=== Texte source ===

L’objet est beau, présenté dans un grand format avec le texte à gauche et une planche à droite. L’album en lui-même n’est pas une surprise, le scénario d’Yvan Delporte est toujours aussi réussi, le dessin de Peyo à son meilleur. On redécouvre avec plaisir des situations connues, le schtroumpf à lunettes à un niveau de flagornerie rarement atteint, la critique des arcanes du pouvoir toujours actuelle. Bien sûr cela reste une œuvre pour enfant et on aurait tort d’en faire un monument de subtilité, comme cela a été trop dit, mais la dénonciation est assez fine, et surtout assez drôle, pour ne jamais plomber l’action.

Sur l’apport du texte de Dayez, le résultat est plus mitigé. Sur la forme, le choix d’alterner une page de texte et une planche ne fonctionne pas si bien. Tout d’abord, le rythme s’en retrouve systématiquement cassé, même la narration de Peyo permet à chaque planche de rester intelligible. Cependant, en imposant une confrontation entre un texte critique en page de gauche et une planche en page de droite, on s’attendrait logiquement à un commentaire précis – planche par planche – du Schtroumpfissime. En réalité, le texte dépasse largement ce cadre pour aborder l’itinéraire de Peyo, ses influences générales et sa gestion du succès des Schtroumpfs. Plusieurs passages s’attachent à analyser précisément le détail de la planche en regard, mais ils ne sont pas majoritaires, et font d’autant plus regretter leur rareté. Bien sûr, une contextualisation est toujours utile, mais dans ce cas le découpage utilisé était-il bien nécessaire ? Une longue pré- ou postface aurait évité de dénaturer l’album, tout en ne créant pas d’ambiguïté quant au contenu du texte.

Ne nous braquons pas pour autant — les documents présentés sont intéressants et le texte est bon (Dayez connaît son sujet), sans pour autant proposer un texte critique poussé. Il faut seulement ne pas se tromper sur la marchandise, en espérant y trouver des éléments inédits. Le néophyte curieux sera certainement comblé par cette édition et y trouvera des informations pertinentes et de belles images. Par contre, ceux qui souhaiteront une étude plus approfondie peuvent passer leur chemin et se reporter directement à l’excellente biographie de Peyo[1] réalisée par le même Dayez il y a quelques années.

Notes

  1. Peyo l’enchanteur aux éditions Niffle, coll. «Profession», 2003.

===

§ Énoncé: Résumez en deux phrases l'extrait ci-dessus. Les entrées ci-dessous ne sont pas nécessaires.

=== Entrées répertoriées ===

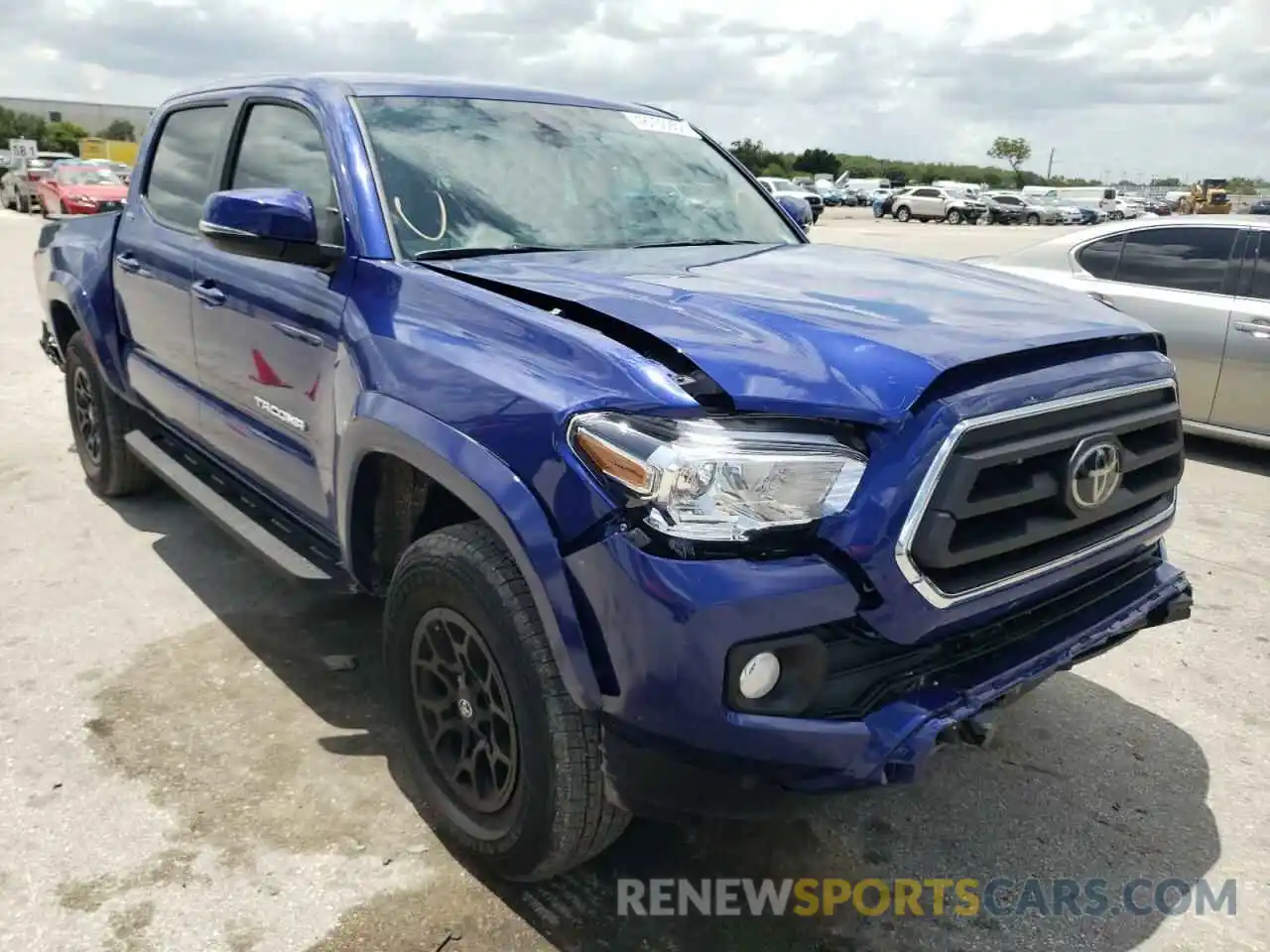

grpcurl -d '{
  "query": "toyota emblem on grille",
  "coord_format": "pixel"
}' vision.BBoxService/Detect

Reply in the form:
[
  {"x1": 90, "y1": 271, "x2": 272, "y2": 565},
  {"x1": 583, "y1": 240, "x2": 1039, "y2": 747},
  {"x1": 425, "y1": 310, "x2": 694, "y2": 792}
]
[{"x1": 1067, "y1": 436, "x2": 1124, "y2": 511}]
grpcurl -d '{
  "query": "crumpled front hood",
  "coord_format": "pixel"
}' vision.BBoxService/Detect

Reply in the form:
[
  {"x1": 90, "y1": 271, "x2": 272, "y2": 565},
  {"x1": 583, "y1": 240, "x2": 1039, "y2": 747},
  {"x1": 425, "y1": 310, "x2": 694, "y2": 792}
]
[{"x1": 430, "y1": 244, "x2": 1163, "y2": 421}]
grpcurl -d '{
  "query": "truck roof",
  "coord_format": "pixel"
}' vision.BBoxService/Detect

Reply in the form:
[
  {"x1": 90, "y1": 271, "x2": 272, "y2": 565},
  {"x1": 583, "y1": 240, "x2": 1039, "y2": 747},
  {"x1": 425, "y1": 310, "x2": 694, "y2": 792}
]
[{"x1": 164, "y1": 72, "x2": 680, "y2": 119}]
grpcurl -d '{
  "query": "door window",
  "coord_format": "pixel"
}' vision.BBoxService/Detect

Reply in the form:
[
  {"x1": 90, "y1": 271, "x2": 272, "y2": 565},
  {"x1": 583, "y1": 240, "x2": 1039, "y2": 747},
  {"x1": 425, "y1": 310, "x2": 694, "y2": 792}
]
[
  {"x1": 1076, "y1": 235, "x2": 1124, "y2": 281},
  {"x1": 230, "y1": 103, "x2": 344, "y2": 245},
  {"x1": 1116, "y1": 227, "x2": 1238, "y2": 295},
  {"x1": 145, "y1": 105, "x2": 228, "y2": 231},
  {"x1": 1241, "y1": 231, "x2": 1270, "y2": 300}
]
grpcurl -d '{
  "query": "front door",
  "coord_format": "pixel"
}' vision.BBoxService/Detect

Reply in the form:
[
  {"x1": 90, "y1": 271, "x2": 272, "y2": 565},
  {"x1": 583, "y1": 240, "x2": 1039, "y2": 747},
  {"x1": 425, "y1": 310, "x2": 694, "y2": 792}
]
[
  {"x1": 193, "y1": 100, "x2": 352, "y2": 528},
  {"x1": 1209, "y1": 231, "x2": 1270, "y2": 436}
]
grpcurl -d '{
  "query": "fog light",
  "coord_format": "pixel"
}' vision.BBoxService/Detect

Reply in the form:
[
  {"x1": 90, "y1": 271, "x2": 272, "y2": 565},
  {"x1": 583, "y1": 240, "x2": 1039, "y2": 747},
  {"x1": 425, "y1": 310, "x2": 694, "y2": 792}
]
[{"x1": 736, "y1": 652, "x2": 781, "y2": 701}]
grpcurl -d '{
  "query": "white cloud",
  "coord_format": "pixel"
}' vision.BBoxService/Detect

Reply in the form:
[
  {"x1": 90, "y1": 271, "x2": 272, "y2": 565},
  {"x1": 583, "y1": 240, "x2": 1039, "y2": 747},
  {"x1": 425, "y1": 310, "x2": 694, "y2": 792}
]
[{"x1": 0, "y1": 0, "x2": 1270, "y2": 178}]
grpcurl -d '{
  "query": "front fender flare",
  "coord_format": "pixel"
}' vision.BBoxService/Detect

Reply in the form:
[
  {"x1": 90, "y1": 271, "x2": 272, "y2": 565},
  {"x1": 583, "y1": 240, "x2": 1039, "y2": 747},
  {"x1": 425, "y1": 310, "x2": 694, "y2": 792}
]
[
  {"x1": 45, "y1": 271, "x2": 127, "y2": 394},
  {"x1": 335, "y1": 393, "x2": 600, "y2": 710}
]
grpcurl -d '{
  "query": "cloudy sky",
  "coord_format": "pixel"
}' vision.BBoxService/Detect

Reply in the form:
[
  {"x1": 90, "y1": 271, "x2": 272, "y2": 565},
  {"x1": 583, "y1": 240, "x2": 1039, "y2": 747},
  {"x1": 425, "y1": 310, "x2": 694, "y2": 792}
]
[{"x1": 0, "y1": 0, "x2": 1270, "y2": 178}]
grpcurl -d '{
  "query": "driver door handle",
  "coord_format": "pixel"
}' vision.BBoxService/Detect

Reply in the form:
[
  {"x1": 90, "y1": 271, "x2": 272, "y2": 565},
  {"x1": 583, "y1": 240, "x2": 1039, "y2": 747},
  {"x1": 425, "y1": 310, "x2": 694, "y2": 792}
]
[
  {"x1": 190, "y1": 278, "x2": 225, "y2": 307},
  {"x1": 1234, "y1": 317, "x2": 1270, "y2": 340},
  {"x1": 273, "y1": 321, "x2": 321, "y2": 346}
]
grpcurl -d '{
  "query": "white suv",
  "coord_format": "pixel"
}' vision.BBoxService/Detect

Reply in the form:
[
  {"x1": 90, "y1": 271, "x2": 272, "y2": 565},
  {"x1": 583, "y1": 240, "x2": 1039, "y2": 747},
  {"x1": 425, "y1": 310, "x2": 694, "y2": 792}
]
[{"x1": 892, "y1": 185, "x2": 988, "y2": 225}]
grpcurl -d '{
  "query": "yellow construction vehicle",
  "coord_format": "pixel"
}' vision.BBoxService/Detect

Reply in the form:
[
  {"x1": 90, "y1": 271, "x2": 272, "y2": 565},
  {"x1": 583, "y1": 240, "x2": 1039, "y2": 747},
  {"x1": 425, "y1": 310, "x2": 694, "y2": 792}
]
[{"x1": 1178, "y1": 178, "x2": 1230, "y2": 214}]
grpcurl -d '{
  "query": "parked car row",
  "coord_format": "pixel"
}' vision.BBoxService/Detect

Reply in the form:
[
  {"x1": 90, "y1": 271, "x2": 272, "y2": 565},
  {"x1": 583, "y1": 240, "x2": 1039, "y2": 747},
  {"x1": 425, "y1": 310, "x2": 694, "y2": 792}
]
[
  {"x1": 0, "y1": 153, "x2": 132, "y2": 218},
  {"x1": 870, "y1": 185, "x2": 1137, "y2": 226},
  {"x1": 964, "y1": 212, "x2": 1270, "y2": 449}
]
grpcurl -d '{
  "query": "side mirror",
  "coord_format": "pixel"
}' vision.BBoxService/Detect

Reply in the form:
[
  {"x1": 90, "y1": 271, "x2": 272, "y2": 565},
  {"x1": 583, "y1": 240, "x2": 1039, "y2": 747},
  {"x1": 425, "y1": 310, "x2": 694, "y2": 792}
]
[
  {"x1": 198, "y1": 187, "x2": 340, "y2": 266},
  {"x1": 776, "y1": 195, "x2": 811, "y2": 232}
]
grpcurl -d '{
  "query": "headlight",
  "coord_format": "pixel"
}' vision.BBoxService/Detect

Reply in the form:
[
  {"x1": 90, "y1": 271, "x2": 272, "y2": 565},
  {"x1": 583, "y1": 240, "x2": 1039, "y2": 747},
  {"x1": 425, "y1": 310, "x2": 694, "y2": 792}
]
[{"x1": 569, "y1": 413, "x2": 866, "y2": 540}]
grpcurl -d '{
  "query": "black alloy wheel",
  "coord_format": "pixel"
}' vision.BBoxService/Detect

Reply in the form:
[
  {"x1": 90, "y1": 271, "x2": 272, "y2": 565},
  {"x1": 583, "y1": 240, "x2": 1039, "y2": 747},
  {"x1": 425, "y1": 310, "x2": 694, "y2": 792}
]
[
  {"x1": 412, "y1": 607, "x2": 520, "y2": 813},
  {"x1": 72, "y1": 367, "x2": 101, "y2": 466}
]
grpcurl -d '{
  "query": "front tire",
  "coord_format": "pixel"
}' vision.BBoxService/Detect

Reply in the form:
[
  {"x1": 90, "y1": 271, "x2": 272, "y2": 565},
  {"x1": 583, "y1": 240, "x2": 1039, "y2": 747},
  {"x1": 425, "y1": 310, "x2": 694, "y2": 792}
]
[
  {"x1": 384, "y1": 523, "x2": 630, "y2": 881},
  {"x1": 66, "y1": 331, "x2": 155, "y2": 499}
]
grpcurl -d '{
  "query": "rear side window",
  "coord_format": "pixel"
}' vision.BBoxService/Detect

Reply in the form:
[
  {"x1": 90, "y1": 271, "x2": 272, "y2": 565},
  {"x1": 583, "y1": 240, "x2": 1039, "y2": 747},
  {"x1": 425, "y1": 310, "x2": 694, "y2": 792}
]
[
  {"x1": 230, "y1": 103, "x2": 344, "y2": 245},
  {"x1": 145, "y1": 105, "x2": 228, "y2": 231},
  {"x1": 1076, "y1": 235, "x2": 1124, "y2": 281},
  {"x1": 1116, "y1": 227, "x2": 1238, "y2": 295}
]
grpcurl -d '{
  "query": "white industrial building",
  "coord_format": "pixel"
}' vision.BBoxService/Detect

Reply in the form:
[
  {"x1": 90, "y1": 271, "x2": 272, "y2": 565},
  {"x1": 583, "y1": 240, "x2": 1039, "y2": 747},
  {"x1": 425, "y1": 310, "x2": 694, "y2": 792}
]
[{"x1": 0, "y1": 96, "x2": 154, "y2": 140}]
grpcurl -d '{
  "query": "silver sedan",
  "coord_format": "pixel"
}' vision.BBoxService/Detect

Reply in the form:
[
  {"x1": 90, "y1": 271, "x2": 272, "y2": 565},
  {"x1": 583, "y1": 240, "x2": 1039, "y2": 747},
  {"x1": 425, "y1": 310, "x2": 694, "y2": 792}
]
[{"x1": 969, "y1": 214, "x2": 1270, "y2": 449}]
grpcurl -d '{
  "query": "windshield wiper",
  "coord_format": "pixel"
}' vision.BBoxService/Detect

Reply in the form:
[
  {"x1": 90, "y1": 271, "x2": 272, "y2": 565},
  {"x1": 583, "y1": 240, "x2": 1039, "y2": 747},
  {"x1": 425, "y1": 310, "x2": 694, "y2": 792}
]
[
  {"x1": 631, "y1": 239, "x2": 780, "y2": 248},
  {"x1": 414, "y1": 245, "x2": 575, "y2": 262}
]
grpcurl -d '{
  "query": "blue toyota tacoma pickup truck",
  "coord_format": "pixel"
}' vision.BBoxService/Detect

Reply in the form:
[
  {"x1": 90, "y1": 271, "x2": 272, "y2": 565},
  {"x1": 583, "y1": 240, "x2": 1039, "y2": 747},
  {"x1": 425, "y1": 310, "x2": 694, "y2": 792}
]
[{"x1": 35, "y1": 76, "x2": 1192, "y2": 880}]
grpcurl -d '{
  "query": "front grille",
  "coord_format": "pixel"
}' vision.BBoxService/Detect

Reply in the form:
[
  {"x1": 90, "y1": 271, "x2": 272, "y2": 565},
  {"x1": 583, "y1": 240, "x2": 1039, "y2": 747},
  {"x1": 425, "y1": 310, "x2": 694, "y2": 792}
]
[
  {"x1": 803, "y1": 551, "x2": 1162, "y2": 720},
  {"x1": 898, "y1": 381, "x2": 1185, "y2": 599}
]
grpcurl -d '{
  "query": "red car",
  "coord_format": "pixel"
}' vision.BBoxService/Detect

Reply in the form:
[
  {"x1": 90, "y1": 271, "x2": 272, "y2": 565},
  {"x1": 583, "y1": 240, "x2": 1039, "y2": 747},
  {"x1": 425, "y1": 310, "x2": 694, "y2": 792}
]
[{"x1": 37, "y1": 163, "x2": 128, "y2": 218}]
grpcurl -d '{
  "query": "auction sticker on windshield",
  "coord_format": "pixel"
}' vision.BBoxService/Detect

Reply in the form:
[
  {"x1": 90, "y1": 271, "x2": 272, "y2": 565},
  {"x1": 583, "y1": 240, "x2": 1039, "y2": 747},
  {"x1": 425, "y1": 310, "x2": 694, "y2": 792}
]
[{"x1": 622, "y1": 113, "x2": 701, "y2": 139}]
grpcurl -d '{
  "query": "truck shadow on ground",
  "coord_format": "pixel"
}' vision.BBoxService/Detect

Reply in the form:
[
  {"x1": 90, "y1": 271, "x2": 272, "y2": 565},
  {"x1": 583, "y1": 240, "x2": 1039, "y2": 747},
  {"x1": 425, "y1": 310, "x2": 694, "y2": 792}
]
[{"x1": 112, "y1": 493, "x2": 1220, "y2": 952}]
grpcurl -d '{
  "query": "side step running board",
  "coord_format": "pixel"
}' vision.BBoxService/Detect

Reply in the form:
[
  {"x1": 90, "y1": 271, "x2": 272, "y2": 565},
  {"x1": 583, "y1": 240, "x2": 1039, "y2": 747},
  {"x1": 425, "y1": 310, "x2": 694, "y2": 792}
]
[{"x1": 123, "y1": 430, "x2": 331, "y2": 581}]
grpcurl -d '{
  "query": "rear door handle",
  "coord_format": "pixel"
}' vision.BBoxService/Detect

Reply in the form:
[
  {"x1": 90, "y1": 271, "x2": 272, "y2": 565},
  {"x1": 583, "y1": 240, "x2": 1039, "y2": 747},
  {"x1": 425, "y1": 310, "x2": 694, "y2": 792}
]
[
  {"x1": 190, "y1": 280, "x2": 225, "y2": 307},
  {"x1": 1234, "y1": 320, "x2": 1270, "y2": 340},
  {"x1": 273, "y1": 321, "x2": 321, "y2": 346}
]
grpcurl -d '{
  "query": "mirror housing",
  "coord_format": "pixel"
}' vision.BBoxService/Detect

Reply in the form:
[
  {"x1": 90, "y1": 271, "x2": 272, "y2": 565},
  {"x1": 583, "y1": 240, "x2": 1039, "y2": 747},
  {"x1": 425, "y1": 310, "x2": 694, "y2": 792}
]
[
  {"x1": 198, "y1": 187, "x2": 343, "y2": 267},
  {"x1": 776, "y1": 195, "x2": 811, "y2": 234}
]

===

§ Corrigé détaillé: L'album, scénarisé par Yvan Delporte et dessiné par Peyo, reste réussi, mais l'alternance entre le texte de Dayez et les planches casse le rythme, et ce texte commente rarement la planche en regard, préférant retracer l'itinéraire de Peyo. Cette édition comblera le néophyte curieux par ses informations et ses images, tandis que les lecteurs souhaitant une étude approfondie devraient se reporter à la biographie de Peyo écrite par Dayez.